SHORT PROBLEM: Copy each of the entries below word for word, keeping every line, symbol, and number unchanged.

* START DATASET ENTRIES *

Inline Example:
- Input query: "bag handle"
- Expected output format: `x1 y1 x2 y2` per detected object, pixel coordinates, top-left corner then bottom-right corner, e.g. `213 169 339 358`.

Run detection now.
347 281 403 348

* END DATASET ENTRIES *

WRITTEN RESPONSE:
Inline Example:
- Input query: "bag handle"
- Expected output format: `x1 y1 x2 y2` per detected object, pixel coordinates, top-left corner then bottom-right corner, e.g. `213 169 339 358`.

Run detection now.
347 281 403 348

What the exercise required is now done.